Requirement :: Rewrite only the stretch of the records from the line containing "Might I trouble you for the coordinates of the wispy" through the line containing "(1227, 212)", substituting "marker" for each occurrence of "pin" and leaving everything else unchanged.

Records for the exercise ::

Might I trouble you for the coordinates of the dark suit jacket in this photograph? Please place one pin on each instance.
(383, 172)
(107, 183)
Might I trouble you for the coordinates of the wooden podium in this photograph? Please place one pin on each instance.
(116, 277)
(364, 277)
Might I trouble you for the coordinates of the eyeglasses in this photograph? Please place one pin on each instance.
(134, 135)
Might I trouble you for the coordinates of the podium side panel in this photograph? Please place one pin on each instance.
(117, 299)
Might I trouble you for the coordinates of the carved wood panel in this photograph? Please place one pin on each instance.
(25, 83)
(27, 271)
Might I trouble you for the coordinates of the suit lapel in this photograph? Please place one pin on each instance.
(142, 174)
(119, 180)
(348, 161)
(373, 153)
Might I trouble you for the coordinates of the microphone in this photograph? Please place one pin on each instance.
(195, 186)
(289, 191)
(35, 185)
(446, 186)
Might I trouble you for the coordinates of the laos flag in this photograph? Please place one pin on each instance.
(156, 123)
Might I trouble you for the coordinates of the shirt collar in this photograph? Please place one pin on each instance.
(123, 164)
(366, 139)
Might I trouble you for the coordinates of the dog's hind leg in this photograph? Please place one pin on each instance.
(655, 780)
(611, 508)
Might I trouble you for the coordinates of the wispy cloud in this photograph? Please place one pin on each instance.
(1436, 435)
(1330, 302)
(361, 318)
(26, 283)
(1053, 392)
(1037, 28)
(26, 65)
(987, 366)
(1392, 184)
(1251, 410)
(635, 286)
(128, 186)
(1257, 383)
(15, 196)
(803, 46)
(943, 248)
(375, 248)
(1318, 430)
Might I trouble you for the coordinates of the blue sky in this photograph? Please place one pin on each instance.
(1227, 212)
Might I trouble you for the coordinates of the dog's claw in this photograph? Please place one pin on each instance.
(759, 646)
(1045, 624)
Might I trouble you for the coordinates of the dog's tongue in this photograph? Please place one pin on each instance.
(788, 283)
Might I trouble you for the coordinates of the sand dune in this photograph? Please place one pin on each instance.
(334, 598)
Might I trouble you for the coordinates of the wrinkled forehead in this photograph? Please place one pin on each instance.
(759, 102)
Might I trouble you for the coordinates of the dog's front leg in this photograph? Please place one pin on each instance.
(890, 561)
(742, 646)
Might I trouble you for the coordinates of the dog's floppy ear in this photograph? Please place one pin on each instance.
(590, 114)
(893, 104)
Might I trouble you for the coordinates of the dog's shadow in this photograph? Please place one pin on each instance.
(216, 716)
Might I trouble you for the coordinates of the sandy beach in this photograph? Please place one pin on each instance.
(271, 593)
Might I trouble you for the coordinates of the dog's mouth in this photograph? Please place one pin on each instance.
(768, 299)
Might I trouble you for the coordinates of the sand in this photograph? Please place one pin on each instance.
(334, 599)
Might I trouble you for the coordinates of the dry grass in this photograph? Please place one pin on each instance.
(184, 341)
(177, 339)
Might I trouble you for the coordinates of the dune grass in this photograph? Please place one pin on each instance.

Exercise solution ::
Might I trouble you for the coordinates of the wispy cloud in this photograph? Please place one marker on each instance.
(1436, 435)
(1330, 302)
(361, 318)
(26, 283)
(1053, 392)
(1037, 28)
(26, 65)
(987, 366)
(1392, 184)
(1251, 410)
(635, 286)
(128, 186)
(1257, 383)
(15, 196)
(803, 46)
(943, 248)
(375, 248)
(1318, 430)
Might I trouble you for the coordinates of the blue sky in this photograph? Please place one marker on each instance.
(1227, 212)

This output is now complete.